++++ Provided passage

Canine Myocardial Disease: Now We Are Talking Big Dogs!
World Small Animal Veterinary Association World Congress Proceedings, 2013
Matthew W. Miller, DVM, MS, DACVIM (Cardiology)
College of Veterinary Medicine and Biomedical Sciences, Texas A&M University, College Station, TX, USA

Dilated Cardiomyopathy

Dilated cardiomyopathy (DCM) is an idiopathic, genetic, or familial myocardial disease characterized by cardiac dilatation and reduced myocardial contractility. Histologic lesions include absence of inflammation, attenuated wavy fibers, loss of myocytes, and the presence of increased myocardial fibrosis. Coronary arteries are normal and the valves unremarkable, except in older dogs with concurrent mitral or tricuspid valve endocardiosis. Deficiency of metabolic substrates (such as L-carnitine or taurine) is found in a minority of dogs, but the exact cause and effect relationship between these substrates and DCM is incompletely understood.

Occult or preclinical DCM indicates an overtly healthy dog with echocardiographic evidence of systolic dysfunction by echocardiography. Most diagnoses are made when a breeder requests screening of an important dog or after a veterinary examination uncovers a murmur or arrhythmia. In most cases, the "diagnosis" of occult DCM is based on a minor axis measure of LV systolic function (the shortening fraction). Values below 25% are considered suspicious in most laboratories, but there is no unanimity about one specific figure that indicates myocardial failure. This single linear approach can be questioned, because larger dogs shorten relatively more in the apical to basilar direction and this motion is not assessed by the shortening fraction measure. Before rendering a diagnosis of occult DCM, the clinician should request more detailed echocardiographic measures of systolic function including LV short-axis shortening area, apical-to-basilar mitral annular motion, and volumetric estimates of LV ejection fraction using the method of discs or a prolate ellipsoid model. Serial examinations also can be helpful in establishing a downward trend in LV function. Holter ECG is a useful adjunct for establishing the diagnosis in breeds prone to DCM with cardiac arrhythmias. Most would consider > 50 VPC/PVCs per day abnormal. When the diagnosis of occult DCM is certain, cardioprotection should be considered. This can be initiated with an angiotensin-converting enzyme inhibitor (ACEI), such as enalapril, benazepril, ramipril, or quinapril given once daily. If persistent arrhythmias are evident, a beta-blocker or sotalol should also be considered (see above for doses).

++++++++

Directions – Transcribe the dilated cardiomyopathy text from "Dilated cardiomyopathy (DCM)" to "is incompletely understood.".

++++ Record extracts

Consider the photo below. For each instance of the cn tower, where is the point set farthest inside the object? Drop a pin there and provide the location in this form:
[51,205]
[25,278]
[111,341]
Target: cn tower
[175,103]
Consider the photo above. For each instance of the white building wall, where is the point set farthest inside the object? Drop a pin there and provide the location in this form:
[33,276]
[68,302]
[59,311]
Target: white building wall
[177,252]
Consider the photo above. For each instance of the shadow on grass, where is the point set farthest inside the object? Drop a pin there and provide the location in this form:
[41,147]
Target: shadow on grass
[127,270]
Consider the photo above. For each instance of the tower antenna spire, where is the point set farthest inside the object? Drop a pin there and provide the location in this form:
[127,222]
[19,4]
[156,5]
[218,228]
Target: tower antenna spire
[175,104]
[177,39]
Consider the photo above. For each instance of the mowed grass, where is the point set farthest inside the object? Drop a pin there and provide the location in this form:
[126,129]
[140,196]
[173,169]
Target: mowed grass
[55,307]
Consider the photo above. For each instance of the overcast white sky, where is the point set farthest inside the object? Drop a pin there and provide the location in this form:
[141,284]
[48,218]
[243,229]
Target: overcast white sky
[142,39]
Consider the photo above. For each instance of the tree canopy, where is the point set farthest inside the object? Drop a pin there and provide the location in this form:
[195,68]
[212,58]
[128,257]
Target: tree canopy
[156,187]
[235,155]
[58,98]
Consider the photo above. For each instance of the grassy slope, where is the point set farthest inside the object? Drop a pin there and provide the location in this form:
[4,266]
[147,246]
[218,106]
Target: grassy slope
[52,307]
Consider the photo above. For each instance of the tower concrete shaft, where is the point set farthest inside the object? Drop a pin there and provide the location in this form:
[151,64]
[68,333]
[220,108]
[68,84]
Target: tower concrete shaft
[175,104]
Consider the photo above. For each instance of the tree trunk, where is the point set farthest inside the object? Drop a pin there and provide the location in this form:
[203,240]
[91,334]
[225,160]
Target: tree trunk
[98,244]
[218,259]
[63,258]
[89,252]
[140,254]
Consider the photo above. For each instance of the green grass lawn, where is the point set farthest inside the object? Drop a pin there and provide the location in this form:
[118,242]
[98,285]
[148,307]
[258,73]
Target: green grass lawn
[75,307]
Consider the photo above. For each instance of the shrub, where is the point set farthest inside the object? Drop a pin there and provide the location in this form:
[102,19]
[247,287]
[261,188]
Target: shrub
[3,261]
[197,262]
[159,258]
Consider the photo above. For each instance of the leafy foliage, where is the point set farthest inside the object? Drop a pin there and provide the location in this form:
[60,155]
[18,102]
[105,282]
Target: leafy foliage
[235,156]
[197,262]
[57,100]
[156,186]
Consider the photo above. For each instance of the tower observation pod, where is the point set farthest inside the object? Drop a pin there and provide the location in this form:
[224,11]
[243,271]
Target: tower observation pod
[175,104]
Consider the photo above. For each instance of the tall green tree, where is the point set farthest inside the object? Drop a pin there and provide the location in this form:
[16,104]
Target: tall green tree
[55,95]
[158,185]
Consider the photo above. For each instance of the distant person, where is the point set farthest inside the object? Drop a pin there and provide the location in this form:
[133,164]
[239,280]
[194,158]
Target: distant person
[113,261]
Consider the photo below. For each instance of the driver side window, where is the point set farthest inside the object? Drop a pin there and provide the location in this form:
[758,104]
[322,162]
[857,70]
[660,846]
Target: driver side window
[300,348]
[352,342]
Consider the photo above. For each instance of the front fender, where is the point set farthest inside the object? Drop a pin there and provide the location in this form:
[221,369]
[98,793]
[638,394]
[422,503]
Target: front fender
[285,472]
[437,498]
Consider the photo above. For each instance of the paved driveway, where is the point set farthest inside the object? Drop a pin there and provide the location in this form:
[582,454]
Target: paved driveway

++++++++

Expected output –
Dilated cardiomyopathy (DCM) is an idiopathic, genetic, or familial myocardial disease characterized by cardiac dilatation and reduced myocardial contractility. Histologic lesions include absence of inflammation, attenuated wavy fibers, loss of myocytes, and the presence of increased myocardial fibrosis. Coronary arteries are normal and the valves unremarkable, except in older dogs with concurrent mitral or tricuspid valve endocardiosis. Deficiency of metabolic substrates (such as L-carnitine or taurine) is found in a minority of dogs, but the exact cause and effect relationship between these substrates and DCM is incompletely understood.